What this task involves. Your task is to write out exactly the lines from the line containing "Category: car" through the end of the records, inclusive at both ends.
*** Records shown Section Begins ***
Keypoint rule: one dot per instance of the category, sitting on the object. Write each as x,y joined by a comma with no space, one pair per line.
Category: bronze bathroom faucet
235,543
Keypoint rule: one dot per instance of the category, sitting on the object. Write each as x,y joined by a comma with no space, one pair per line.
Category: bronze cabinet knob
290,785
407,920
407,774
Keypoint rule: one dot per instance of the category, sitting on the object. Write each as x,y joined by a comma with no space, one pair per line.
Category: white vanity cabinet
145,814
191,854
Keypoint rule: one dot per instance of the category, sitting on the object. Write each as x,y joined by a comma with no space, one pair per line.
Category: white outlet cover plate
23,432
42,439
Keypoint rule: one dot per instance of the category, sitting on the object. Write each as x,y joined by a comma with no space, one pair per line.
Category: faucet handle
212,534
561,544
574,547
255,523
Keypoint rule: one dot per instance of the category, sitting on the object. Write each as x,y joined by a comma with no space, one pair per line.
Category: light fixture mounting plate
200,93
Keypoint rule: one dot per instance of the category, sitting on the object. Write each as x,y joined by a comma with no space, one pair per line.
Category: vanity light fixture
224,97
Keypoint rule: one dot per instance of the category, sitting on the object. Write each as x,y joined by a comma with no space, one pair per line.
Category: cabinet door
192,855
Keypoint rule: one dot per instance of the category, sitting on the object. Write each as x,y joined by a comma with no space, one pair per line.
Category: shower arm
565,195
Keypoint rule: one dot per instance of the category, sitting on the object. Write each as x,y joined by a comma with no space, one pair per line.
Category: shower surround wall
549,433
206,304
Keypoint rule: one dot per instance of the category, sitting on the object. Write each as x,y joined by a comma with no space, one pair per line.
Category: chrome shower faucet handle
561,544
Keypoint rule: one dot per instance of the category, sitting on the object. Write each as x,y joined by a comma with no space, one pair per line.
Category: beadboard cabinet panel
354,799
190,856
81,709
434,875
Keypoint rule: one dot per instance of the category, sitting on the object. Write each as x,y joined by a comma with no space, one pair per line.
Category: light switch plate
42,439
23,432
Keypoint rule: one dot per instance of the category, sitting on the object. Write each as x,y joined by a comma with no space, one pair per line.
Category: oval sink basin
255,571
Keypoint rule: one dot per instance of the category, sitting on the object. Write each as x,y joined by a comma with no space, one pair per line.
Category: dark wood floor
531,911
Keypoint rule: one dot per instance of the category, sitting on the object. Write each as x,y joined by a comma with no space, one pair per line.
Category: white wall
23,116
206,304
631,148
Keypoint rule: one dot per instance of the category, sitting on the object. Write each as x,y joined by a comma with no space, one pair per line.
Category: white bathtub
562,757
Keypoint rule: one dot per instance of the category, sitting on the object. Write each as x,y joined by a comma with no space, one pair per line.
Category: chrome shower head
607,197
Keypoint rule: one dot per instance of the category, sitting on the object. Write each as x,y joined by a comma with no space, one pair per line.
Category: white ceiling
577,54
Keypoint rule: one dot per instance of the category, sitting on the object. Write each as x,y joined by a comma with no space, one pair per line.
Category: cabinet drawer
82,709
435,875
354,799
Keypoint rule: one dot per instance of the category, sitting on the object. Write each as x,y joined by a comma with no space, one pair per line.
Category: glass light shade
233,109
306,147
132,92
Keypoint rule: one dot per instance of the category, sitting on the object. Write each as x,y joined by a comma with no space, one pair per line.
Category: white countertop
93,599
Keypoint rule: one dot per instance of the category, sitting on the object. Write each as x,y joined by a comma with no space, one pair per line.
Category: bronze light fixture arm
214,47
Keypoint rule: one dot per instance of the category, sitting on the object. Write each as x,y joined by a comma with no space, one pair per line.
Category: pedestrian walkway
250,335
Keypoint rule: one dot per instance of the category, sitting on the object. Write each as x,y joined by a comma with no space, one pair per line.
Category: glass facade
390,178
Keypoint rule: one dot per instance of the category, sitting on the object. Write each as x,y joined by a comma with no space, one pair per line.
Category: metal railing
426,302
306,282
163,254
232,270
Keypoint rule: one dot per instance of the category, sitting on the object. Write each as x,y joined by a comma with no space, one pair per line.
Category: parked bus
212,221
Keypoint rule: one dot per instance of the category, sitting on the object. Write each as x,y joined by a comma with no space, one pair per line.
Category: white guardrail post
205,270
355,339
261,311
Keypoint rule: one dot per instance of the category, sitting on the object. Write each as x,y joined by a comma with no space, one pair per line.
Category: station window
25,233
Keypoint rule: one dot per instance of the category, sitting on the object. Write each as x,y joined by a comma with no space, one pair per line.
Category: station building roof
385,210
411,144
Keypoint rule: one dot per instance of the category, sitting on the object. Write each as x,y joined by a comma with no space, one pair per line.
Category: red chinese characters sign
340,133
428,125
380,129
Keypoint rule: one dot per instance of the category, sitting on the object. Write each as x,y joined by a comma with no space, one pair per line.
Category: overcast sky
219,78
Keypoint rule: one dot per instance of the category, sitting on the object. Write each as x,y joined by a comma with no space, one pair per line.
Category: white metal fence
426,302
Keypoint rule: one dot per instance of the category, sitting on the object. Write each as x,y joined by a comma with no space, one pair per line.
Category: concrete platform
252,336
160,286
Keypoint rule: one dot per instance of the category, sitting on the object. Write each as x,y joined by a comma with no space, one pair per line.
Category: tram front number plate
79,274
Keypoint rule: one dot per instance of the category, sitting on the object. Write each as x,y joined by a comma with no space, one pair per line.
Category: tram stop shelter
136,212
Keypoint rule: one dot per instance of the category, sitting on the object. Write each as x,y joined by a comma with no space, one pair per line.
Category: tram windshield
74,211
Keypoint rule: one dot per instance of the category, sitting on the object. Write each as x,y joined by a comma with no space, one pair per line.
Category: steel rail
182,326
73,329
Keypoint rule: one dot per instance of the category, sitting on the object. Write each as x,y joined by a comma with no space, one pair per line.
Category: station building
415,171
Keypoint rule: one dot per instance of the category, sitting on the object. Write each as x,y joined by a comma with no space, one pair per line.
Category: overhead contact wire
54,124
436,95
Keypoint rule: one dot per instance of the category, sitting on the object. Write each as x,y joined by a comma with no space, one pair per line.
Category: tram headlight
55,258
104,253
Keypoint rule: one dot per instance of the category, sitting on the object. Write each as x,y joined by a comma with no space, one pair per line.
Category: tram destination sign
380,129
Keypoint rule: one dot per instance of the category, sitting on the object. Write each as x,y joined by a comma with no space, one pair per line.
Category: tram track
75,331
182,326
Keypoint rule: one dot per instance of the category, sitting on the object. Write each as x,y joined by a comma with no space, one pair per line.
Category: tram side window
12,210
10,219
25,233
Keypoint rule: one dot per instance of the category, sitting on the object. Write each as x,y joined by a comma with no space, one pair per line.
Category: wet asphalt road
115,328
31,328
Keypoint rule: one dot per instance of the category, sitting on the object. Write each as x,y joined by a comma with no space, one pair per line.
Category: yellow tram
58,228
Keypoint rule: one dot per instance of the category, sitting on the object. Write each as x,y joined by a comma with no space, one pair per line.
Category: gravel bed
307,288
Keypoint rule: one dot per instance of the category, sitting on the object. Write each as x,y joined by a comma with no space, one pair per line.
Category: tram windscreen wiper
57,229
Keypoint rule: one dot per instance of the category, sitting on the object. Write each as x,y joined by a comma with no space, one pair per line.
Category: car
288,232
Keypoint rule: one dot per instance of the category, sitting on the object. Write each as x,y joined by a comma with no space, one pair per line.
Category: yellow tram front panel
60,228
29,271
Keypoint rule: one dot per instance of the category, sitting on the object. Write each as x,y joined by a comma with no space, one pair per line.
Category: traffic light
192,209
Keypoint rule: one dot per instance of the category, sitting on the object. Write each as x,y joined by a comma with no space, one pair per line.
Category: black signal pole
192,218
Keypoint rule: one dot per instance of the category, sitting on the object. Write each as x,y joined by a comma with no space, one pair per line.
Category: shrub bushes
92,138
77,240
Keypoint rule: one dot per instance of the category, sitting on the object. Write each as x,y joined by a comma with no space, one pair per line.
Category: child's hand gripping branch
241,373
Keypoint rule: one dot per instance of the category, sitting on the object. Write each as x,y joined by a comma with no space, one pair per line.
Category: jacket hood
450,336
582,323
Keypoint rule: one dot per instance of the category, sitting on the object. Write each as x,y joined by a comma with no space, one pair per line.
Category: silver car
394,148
*** Records shown Section Ends ***
Task response.
Category: car
288,232
Keypoint rule: one dot per instance of the category, sitting on the object. Write each as x,y joined by a comma with no space, one pair per line.
Category: yellow tram front panel
60,228
29,271
Keypoint rule: one dot per instance of the category, sitting on the object. Write each as x,y joined by a comma with no space, one pair per line.
Category: traffic light
192,209
Keypoint rule: one dot per instance of the category, sitting on the object. Write each as x,y joined by a comma with no space, one pair per line.
Category: black signal pole
192,218
Keypoint rule: one dot per instance of the category, sitting on the object. Write each as x,y joined by a comma with no space, one pair per line.
Category: shrub bushes
92,138
77,240
Keypoint rule: one dot per instance of the category, sitting on the object. Write each as x,y joined by a comma with no space, one pair per line.
Category: child's hand gripping branch
241,373
Keypoint rule: one dot per instance of the category, sitting on the object. Write each as x,y joined by a comma with no space, one pair per line.
Category: jacket hood
450,336
582,323
Keypoint rule: one dot per instance of the category, sitting on the object. Write each as x,y joined by a comma with no space, one pair per line.
Category: silver car
394,148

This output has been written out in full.